Pioneer Film School: What Does A Grip Do?

By Seager Dixon, Pioneer Media Production Coordinator 

filming

Simply put, the grips are the backbone of the production. They are tasked with not only controlling the natural and artificial light sources on set, but also supporting any and all camera movements for the scene. Could that Arri Fresnel use a bit of softening? Send for the grips. Is that pesky sun bursting through your East facing window when the scene is supposed to take place at night? Grab your duvetyne and send for the grips. Do you need to get your 400lb Fisher dolly up a third floor walk-up because the locations department forgot to consult the property owner about access to a freight elevator? Stop by the craft services table, grab a donut, and send for the grips (all of them).

As you can see, without the grip department, the director of photography would be left to only work with available lighting and handheld camera movements. This may be okay for Dogme 95 rules, but for the vast majority of filmmakers, these limitations severely hinder the artistic process. Grips must control the creations of man and nature to perfectly paint the image on camera.

In order to be a great grip, you must have brains and brawn. They are creative problem solvers at their finest. The average person may look at a pile of clamps, rope, and fabric and see only the leftovers of a yard sale, but to a grip, these items are essential for the job. A solid grip rig is a combination of a child’s erector set and a sixteenth-century galleon. Light stands, rails, frames, and clamps make up the structural support of the rig. Blocking out a light is easy but blocking out a light so that the camera’s wide shot doesn’t see the structure you’ve created is another story. Railing is often used for arms to go up and over the camera’s image so that the audience never gets to see how the sausage is made. Various fabrics are used to control the lighting as well. Thick black duvetyne is the go-to when stopping the rays of the sun or isolating the light from artificial sources. Various degrees of thin white fabric are also used to soften the light. The challenge is taking these tools and adapting to the location limitations. Sometimes you’re in a castle on top of mountain in Albania and the only rigging option is to utilize a giant steel arch standing over a ceremonial altar. Sometimes you don’t have a scissor lift or a cherry picker truck. Sometimes you just have to start climbing and bring the light up with a rope pulley. On Castle Freak, our grip and lighting team did exactly that. Impressive is an understatement.

——

Task prompt
Please answer these from the grip article:
1. Without the grip department, what would the director of photography be left to work with?
2. Which fabric is the go-to for stopping the rays of the sun?
3. On which production did the grip and lighting team climb and bring the light up with a rope pulley?

Available data
——

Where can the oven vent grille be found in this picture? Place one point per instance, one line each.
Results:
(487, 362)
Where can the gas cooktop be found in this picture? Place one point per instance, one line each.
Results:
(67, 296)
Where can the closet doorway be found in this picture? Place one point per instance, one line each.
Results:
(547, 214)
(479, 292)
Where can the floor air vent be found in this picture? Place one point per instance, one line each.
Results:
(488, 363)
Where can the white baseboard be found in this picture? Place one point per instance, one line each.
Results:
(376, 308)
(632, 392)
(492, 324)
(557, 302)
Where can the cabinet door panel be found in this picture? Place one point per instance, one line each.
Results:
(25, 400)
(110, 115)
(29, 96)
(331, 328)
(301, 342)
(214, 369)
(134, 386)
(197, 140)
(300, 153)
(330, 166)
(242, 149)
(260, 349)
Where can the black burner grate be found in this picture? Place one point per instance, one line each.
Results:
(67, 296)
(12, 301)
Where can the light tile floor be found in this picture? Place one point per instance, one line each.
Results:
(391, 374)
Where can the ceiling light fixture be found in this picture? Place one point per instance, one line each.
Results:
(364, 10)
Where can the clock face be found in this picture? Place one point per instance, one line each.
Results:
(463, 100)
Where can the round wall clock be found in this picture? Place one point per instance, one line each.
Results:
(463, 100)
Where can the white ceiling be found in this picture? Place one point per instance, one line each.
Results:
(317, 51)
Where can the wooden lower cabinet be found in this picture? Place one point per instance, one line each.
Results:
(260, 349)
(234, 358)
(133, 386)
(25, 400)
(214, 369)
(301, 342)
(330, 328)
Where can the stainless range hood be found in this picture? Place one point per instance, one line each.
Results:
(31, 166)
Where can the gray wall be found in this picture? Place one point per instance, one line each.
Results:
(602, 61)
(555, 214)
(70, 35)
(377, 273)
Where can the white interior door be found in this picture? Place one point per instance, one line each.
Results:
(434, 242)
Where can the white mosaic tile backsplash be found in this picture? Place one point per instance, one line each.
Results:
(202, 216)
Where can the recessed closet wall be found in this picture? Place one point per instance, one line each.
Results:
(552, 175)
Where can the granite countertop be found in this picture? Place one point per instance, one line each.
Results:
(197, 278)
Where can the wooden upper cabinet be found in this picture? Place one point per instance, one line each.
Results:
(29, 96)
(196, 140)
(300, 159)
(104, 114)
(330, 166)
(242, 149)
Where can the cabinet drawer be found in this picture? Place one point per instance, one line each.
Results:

——

Written answer
1. Only available lighting and handheld camera movements.
2. Thick black duvetyne.
3. Castle Freak.